[Lines of data]
--------------------------------------------------

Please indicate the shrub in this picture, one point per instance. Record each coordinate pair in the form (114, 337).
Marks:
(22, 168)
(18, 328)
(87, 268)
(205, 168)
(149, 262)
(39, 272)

--------------------------------------------------

Exercise task:
Rewrite the listing above as a Markdown table with a Row column for the line number and a Line text column for the line itself, leaving out any blank lines.

Final answer:
| Row | Line text |
|---|---|
| 1 | Please indicate the shrub in this picture, one point per instance. Record each coordinate pair in the form (114, 337). |
| 2 | Marks: |
| 3 | (22, 168) |
| 4 | (18, 328) |
| 5 | (87, 268) |
| 6 | (205, 168) |
| 7 | (149, 262) |
| 8 | (39, 272) |